Recorded information
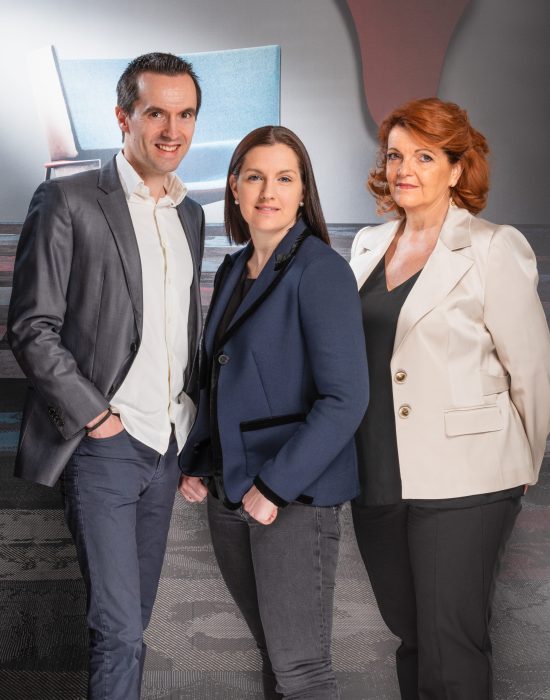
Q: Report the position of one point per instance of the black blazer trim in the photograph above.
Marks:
(281, 266)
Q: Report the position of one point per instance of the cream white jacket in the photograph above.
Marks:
(471, 360)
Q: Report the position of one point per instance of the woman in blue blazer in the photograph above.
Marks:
(283, 387)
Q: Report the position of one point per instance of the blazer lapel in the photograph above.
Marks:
(112, 201)
(443, 270)
(190, 233)
(372, 245)
(269, 276)
(228, 276)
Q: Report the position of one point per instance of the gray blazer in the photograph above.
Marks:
(76, 311)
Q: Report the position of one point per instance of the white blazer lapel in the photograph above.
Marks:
(369, 246)
(442, 272)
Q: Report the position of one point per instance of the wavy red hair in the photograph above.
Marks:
(443, 125)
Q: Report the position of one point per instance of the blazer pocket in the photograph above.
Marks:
(467, 421)
(264, 437)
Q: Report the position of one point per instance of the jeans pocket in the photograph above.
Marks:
(336, 510)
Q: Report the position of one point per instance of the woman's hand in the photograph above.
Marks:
(192, 489)
(112, 426)
(259, 507)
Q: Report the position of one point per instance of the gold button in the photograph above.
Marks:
(404, 411)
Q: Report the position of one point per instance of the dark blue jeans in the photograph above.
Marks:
(282, 578)
(118, 496)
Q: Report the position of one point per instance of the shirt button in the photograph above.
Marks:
(404, 411)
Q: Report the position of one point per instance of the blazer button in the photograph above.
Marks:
(404, 411)
(400, 376)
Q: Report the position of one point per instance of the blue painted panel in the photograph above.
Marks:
(240, 92)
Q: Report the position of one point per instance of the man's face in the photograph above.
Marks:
(158, 133)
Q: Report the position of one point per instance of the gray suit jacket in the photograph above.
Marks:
(76, 311)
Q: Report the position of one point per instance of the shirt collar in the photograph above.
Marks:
(133, 184)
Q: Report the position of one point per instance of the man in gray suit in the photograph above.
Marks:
(104, 319)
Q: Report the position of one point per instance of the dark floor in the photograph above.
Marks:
(199, 649)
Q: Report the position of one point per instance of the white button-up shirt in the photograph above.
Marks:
(151, 397)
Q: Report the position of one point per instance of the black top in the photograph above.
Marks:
(376, 438)
(243, 286)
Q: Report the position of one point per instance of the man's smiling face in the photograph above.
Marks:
(158, 132)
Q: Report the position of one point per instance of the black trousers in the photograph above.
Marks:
(433, 573)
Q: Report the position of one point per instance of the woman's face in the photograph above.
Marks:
(419, 176)
(269, 189)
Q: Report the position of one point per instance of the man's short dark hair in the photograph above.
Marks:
(127, 89)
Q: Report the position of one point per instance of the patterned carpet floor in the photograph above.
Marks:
(199, 648)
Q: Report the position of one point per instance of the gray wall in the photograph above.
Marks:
(498, 67)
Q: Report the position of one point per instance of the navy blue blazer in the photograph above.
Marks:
(285, 389)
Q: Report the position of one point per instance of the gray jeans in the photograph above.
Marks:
(282, 578)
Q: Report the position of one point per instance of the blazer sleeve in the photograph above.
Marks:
(515, 318)
(332, 328)
(37, 308)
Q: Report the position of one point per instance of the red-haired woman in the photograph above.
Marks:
(459, 365)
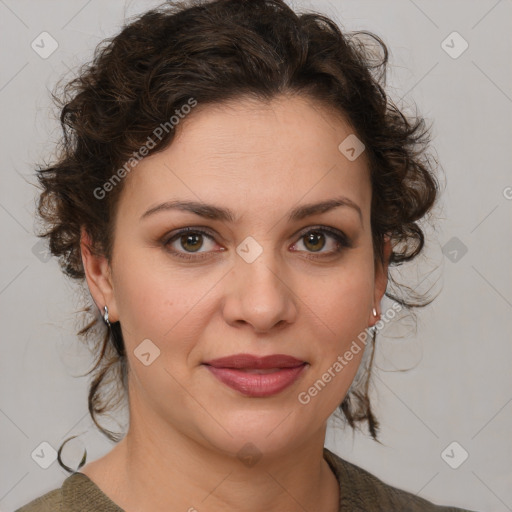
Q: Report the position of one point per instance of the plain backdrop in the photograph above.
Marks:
(454, 403)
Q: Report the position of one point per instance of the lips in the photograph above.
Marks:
(248, 361)
(255, 376)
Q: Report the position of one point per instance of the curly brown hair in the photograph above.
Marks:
(216, 51)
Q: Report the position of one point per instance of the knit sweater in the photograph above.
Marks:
(360, 491)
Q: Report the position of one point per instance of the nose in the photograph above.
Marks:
(259, 294)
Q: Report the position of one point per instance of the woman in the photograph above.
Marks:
(233, 186)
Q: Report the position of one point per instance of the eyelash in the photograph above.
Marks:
(338, 236)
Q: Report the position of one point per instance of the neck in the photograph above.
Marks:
(160, 469)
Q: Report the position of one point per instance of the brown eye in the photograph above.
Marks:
(315, 240)
(192, 241)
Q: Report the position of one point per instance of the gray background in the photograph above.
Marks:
(459, 388)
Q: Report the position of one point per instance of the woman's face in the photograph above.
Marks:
(260, 283)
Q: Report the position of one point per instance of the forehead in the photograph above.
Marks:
(251, 154)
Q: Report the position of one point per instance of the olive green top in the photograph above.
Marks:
(360, 491)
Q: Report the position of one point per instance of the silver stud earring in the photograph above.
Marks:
(105, 316)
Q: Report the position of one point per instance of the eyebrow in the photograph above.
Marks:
(225, 214)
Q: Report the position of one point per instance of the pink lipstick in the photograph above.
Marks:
(257, 376)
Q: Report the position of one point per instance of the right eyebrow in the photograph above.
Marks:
(225, 214)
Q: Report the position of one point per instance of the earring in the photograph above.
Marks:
(105, 316)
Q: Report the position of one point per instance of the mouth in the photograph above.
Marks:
(257, 377)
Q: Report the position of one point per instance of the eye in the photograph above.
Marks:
(190, 239)
(315, 240)
(187, 242)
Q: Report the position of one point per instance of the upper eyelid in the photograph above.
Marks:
(299, 234)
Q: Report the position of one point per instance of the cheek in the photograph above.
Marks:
(157, 301)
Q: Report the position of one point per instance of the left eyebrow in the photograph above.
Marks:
(225, 214)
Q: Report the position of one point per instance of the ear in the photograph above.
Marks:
(99, 277)
(381, 280)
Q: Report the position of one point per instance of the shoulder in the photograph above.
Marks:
(77, 494)
(49, 502)
(360, 490)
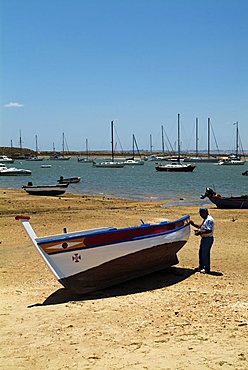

To do
Apart from the images, every line above needs to be printed again exactly.

Answer for this exercise
Q: Report the position of one point per instance of the black blazer trim in the photograph above.
Marks:
(281, 266)
Q: Report the position of one point per instance of the cream white jacket in the photograph above.
Marks:
(471, 360)
Q: Report the position of one point per instance of the woman in blue blazer in the photograph above.
Marks:
(283, 387)
Q: Report the position of one point per instance of the blazer lapel in the photograph above.
Marks:
(112, 201)
(443, 270)
(190, 233)
(372, 245)
(269, 276)
(228, 276)
Q: Report the position of one point per instance of the gray blazer in the photograph above.
Marks:
(76, 311)
Q: Report the position of one point per instance of the white blazer lapel in the photograph above.
Marks:
(369, 246)
(442, 272)
Q: Report the position of one point per instance of the wavy red hair in the photograph above.
Marks:
(443, 125)
Q: Report the position of one point per instance of the blazer pocket in the photograph above.
Marks:
(467, 421)
(264, 437)
Q: Report the position of one point per instance of the jeans pocket in the photograph above.
Marks:
(336, 510)
Q: Report the position of one point per instance of the woman's hand in the photograph above.
Marks:
(192, 489)
(112, 426)
(259, 507)
Q: Report the position of one point per instance of the gold button in the photograph above.
Marks:
(404, 411)
Q: Report the position of one point per instance of the dark blue jeans in the photograph above.
Marks:
(282, 578)
(118, 496)
Q: Report the position of one point per instance of the shirt button in the photograph above.
Marks:
(404, 411)
Q: Report the position of one point per instance of the blazer button in the photograph above.
Marks:
(404, 411)
(400, 376)
Q: Report the position of one point per instance of the blue painted panel in the photograph above.
Marks:
(240, 92)
Q: Report the position of one point per instance of the man's face in the photograph above.
Marks:
(158, 133)
Q: Report the position of one point per instance of the gray suit jacket in the photograph above.
Marks:
(76, 311)
Q: Report the position of one point per instance of the shirt collar in the photograph above.
Marks:
(133, 184)
Q: Report the position of one point per instance of the man in gray suit in the photograph above.
Marks:
(104, 319)
Q: Report the position of one point per instance of the dark floor in the photograph above.
Marks:
(199, 649)
Q: Report the position of one point per instance of the white button-up shirt in the photograph above.
Marks:
(151, 397)
Q: Report the position of one point per instance of the black top in the photograph above.
Marks:
(376, 438)
(243, 286)
Q: Report the position of one point per instance of the man's smiling face in the photograph above.
Marks:
(158, 132)
Q: Report the position of one point per instance of the black trousers in the photograph above.
Marks:
(433, 573)
Q: Report the position of one point per instance of the woman's face in the photograph above.
Marks:
(419, 176)
(269, 189)
Q: Report the position of one point per instance of the man's short dark hair in the photograph above.
Marks:
(127, 89)
Q: Report the position of one point per instance of the patterned carpet floor in the photograph above.
Marks:
(199, 648)
Q: Report the position of one point per instance of the gray wall in the photograph above.
Marks:
(498, 67)
Q: Report the position of one point per instance of the navy blue blazer in the photograph above.
Marks:
(285, 389)
Q: Report the position of one point per instance of the gray jeans in the photograph above.
Marks:
(282, 578)
Q: Report the position of one point per instance of the blazer sleeve in the photograph above.
Marks:
(515, 318)
(332, 328)
(37, 308)
Q: Report the position of one point per instance of the red-haired woman in the photograph above.
Marks:
(459, 365)
Q: Report the position of one point per instance of the plain backdrop in the photograph above.
Marks:
(454, 403)
Q: Report the position of one point per instance of the lips in the photograph above.
Marks:
(248, 361)
(255, 376)
Q: Report the position of one point per instance of the curly brown hair in the photograph above.
Marks:
(216, 51)
Q: Report the position of one point per instance of the knit sweater in the photograph above.
Marks:
(360, 491)
Q: Report the position of one point per instance of the nose in the photograph above.
Marks:
(259, 294)
Q: Report the position of one point per instance of the woman in the photograph above.
Marks:
(233, 186)
Q: Report the position of one point per instance of the eyelash in the photograph above.
Marks:
(338, 236)
Q: Report the position of one point per instance of the neck in the photograph above.
Marks:
(160, 469)
Q: Report the position of one point per instance of the brown eye in the photograph above.
Marks:
(315, 240)
(192, 241)
Q: Report the position of one point per instance of the gray background in the photograph above.
Marks:
(459, 388)
Q: Report the position of one point per instance of the woman's face in the photograph above.
Marks:
(260, 283)
Q: Report the position of one point per instance of the forehead in the photograph above.
Marks:
(251, 154)
Q: Report the position of one point per instance of the olive green top in the photograph above.
Marks:
(360, 491)
Q: Report the position of one point per instance of the silver stud earring in the photograph above.
Marks:
(105, 316)
Q: Report the position of one point per instance of the eyebrow in the photograph above.
Marks:
(225, 214)
Q: Report the position of one point per instance of the pink lipstick in the photograph above.
Marks:
(257, 376)
Q: Report the position of one point per instance of the right eyebrow in the photograph above.
Marks:
(225, 214)
Q: Report the position of one point per instance of the earring in the photograph above.
Marks:
(105, 316)
Q: Report the position of one point per instance of the mouth in the photograph above.
Marks:
(257, 377)
Q: Report the position of one point per instance of the eye in the photograph above.
Marks:
(190, 239)
(315, 240)
(187, 242)
Q: Report the position of one point per instance of the upper eyelid in the photograph above.
Marks:
(299, 234)
Q: Report the position of one point per instance of the cheek in the photograph above.
Marks:
(157, 301)
Q: Report the position of one point per instance of the left eyebrow in the photograph above.
Marks:
(225, 214)
Q: Report the position of one point per instance of the ear in the photograph above.
Marks:
(99, 277)
(381, 280)
Q: Report the position of one point per instance of the shoulder in the photograph above.
Marks:
(77, 494)
(49, 502)
(360, 490)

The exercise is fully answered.